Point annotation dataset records
— begin —
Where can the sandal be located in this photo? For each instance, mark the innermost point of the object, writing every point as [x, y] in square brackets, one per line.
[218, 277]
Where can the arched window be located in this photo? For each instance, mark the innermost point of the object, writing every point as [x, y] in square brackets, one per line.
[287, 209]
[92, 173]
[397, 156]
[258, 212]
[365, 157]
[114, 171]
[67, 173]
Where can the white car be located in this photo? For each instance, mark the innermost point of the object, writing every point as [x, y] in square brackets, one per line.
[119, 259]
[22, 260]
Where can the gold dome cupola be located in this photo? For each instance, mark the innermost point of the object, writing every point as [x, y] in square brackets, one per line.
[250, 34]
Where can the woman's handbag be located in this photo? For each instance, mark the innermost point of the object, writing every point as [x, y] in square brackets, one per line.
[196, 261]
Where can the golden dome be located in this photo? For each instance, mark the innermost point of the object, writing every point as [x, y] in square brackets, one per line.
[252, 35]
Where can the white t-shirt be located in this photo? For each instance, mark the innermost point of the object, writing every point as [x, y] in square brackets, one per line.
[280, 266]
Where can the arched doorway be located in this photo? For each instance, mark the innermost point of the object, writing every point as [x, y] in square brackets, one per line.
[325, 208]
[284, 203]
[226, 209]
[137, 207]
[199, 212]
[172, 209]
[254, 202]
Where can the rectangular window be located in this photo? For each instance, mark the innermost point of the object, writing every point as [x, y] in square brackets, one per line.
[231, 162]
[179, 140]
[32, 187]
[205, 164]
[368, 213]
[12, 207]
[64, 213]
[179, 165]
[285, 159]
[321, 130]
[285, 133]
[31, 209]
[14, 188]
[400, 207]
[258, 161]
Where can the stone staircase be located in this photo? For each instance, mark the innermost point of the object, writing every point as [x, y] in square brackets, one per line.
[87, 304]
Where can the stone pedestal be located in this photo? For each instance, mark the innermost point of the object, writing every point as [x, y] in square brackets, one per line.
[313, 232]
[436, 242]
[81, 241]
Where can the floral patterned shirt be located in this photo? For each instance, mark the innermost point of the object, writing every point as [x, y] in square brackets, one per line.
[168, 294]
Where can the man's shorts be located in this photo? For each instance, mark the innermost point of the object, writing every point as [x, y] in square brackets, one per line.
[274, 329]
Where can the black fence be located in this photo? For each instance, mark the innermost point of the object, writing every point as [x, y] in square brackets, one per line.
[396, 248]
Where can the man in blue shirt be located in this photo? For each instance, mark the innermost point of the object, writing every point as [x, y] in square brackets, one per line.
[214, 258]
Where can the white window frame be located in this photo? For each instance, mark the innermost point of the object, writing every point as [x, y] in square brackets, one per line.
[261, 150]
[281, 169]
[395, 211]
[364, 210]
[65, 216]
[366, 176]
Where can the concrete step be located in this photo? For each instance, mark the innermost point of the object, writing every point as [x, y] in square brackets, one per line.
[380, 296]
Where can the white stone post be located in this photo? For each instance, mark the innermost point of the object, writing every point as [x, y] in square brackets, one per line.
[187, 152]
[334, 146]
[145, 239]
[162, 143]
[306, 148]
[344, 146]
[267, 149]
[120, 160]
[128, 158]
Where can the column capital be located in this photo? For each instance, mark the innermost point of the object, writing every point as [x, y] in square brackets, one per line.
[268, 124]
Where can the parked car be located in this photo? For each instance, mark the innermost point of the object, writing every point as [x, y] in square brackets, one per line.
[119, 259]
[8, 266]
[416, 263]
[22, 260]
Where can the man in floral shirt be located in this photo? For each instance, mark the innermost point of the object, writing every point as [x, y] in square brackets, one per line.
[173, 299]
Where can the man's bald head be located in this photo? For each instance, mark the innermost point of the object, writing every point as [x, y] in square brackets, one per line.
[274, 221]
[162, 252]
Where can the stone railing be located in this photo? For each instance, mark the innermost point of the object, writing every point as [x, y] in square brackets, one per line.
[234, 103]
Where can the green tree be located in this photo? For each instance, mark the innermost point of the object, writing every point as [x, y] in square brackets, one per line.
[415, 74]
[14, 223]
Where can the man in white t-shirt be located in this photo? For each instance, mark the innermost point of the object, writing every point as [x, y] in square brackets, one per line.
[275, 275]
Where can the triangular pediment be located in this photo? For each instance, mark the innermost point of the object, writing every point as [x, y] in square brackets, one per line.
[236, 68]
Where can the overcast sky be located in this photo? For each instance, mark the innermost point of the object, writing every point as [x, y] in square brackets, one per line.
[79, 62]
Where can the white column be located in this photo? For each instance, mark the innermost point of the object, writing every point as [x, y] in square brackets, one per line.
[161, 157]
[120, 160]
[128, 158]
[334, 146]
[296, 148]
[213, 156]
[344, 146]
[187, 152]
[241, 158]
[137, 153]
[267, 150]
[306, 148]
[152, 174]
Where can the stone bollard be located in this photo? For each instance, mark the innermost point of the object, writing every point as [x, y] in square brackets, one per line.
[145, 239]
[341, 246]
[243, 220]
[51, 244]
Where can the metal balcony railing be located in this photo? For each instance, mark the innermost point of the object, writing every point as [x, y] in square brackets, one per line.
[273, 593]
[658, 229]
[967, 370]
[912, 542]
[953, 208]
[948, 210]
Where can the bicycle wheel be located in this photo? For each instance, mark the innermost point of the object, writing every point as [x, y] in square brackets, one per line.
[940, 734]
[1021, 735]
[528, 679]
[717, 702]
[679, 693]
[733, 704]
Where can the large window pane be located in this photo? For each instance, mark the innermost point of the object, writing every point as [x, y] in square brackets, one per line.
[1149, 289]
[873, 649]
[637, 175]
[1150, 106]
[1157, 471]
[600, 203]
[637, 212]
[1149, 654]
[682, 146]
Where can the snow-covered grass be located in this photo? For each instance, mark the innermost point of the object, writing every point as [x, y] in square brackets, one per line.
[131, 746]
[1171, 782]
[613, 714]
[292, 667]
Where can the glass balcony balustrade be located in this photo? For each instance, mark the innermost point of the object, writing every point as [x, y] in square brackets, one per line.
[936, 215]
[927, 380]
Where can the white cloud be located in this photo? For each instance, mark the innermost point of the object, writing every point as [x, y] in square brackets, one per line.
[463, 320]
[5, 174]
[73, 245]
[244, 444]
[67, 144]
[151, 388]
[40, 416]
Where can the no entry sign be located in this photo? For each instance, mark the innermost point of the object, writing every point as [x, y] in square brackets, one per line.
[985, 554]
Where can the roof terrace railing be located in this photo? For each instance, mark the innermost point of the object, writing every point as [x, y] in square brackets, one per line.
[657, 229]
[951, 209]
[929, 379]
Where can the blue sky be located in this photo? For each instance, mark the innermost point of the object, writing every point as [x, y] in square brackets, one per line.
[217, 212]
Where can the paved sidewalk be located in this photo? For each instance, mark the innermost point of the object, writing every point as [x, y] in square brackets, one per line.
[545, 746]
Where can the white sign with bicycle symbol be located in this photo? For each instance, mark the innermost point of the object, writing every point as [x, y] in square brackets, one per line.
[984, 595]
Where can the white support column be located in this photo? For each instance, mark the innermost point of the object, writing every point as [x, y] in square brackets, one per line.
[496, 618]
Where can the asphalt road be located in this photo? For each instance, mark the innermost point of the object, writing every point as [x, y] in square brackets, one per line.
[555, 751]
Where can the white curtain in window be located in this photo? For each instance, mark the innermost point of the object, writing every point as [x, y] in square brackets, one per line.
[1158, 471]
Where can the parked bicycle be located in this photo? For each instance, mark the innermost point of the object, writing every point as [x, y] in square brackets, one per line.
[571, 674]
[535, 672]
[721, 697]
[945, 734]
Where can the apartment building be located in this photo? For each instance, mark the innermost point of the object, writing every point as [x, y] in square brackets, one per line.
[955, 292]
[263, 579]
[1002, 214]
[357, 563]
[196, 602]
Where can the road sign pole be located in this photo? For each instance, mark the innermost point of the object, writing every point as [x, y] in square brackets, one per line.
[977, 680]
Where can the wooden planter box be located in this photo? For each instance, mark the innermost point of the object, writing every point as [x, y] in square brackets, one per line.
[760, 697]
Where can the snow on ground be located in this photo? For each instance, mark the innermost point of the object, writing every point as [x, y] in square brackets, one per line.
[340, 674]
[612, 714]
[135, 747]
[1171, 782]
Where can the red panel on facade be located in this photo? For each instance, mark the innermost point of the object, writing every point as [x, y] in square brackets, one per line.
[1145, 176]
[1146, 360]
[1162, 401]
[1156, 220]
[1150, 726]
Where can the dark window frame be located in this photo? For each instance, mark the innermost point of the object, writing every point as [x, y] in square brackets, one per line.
— end —
- _AIM_:
Take the lines above from the one holding "Where can the apartment" to the last and output them exactly.

- _ANSWER TO THIS PROBLEM_:
Where can the apartment building be located in this photo? For each instance, mark the innermost point of the object, writing every point as [x, y] in square brackets, one per line.
[955, 292]
[263, 579]
[1002, 214]
[357, 563]
[196, 602]
Where can the road sign pole be located in this photo? For each instance, mark the innermost point of the object, writing every point as [x, y] in square brackets, one per line.
[977, 680]
Where can the wooden planter box be located in this photo? For each instance, mark the innermost point of the object, writing every point as [x, y] in square brackets, one per line.
[760, 697]
Where can the snow on ground be located in this photo? For each instance, mark the innermost point of the object, writing every point as [x, y] in square brackets, one per line.
[340, 674]
[612, 714]
[135, 747]
[1171, 782]
Where can the red panel on facade be located in this photo? For each instance, mark the innermost point of the object, writing every point as [x, y] in square brackets, one per line.
[1145, 176]
[1146, 360]
[1162, 401]
[1156, 220]
[1150, 726]
Where can the dark window frame be located in this photo? For each instance, mark the innermost point of the object, writing every point as [x, y] in square brackets, one per line.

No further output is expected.